*What the task asks*: Set down the line that contains "A point belongs on each instance of the fork" and every line after it to the end of the entries, exactly as they stand and nothing more.

Source material below:

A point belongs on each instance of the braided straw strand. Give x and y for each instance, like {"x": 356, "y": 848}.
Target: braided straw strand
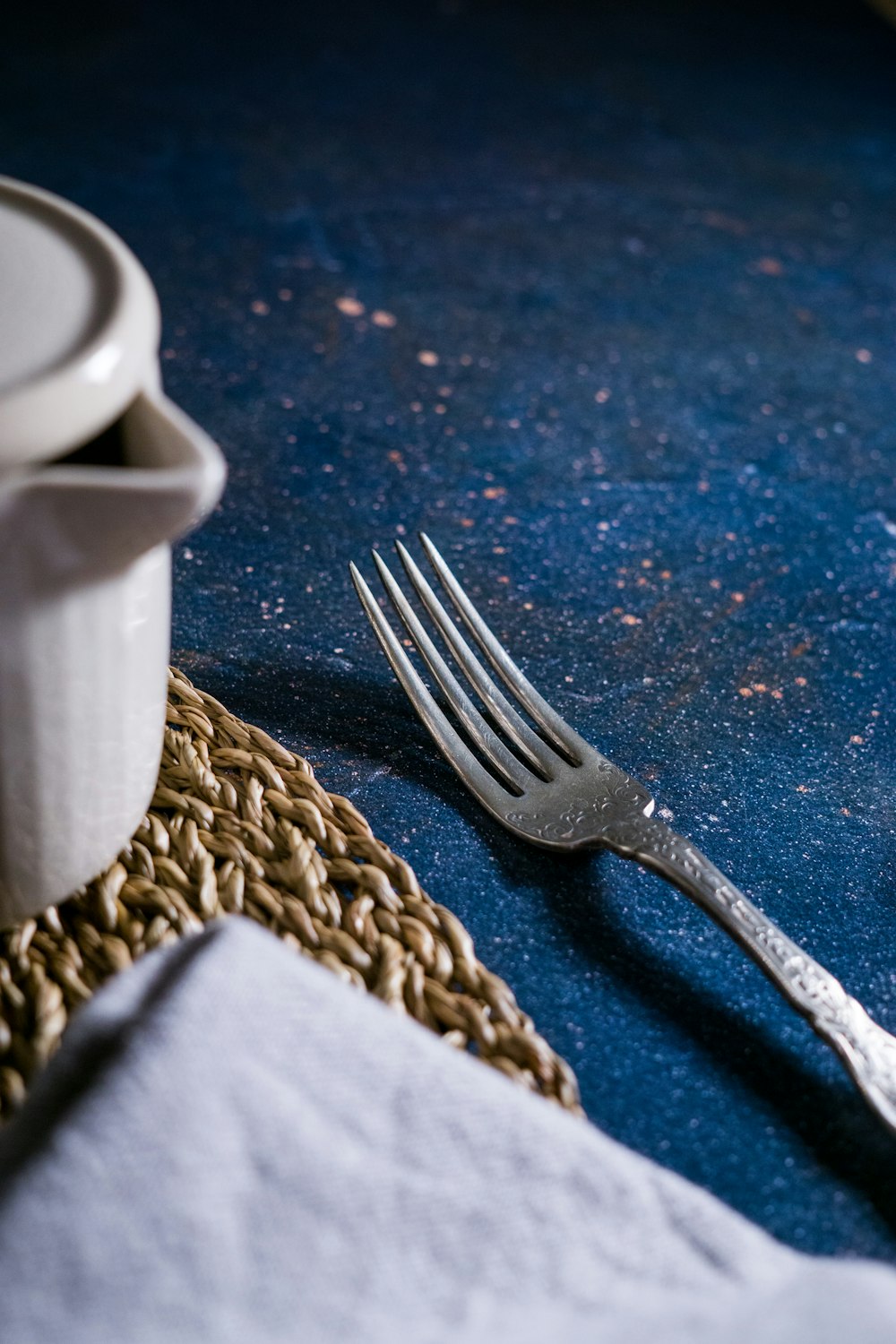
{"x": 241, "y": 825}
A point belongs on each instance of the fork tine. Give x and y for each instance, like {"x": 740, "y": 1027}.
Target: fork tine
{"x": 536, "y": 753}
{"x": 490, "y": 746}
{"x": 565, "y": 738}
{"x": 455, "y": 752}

End of Source material.

*Exercise response*:
A point belongs on each instance of the fork tine. Give x and y for each instance, like {"x": 740, "y": 1027}.
Target: fork tine
{"x": 536, "y": 753}
{"x": 490, "y": 746}
{"x": 565, "y": 738}
{"x": 455, "y": 752}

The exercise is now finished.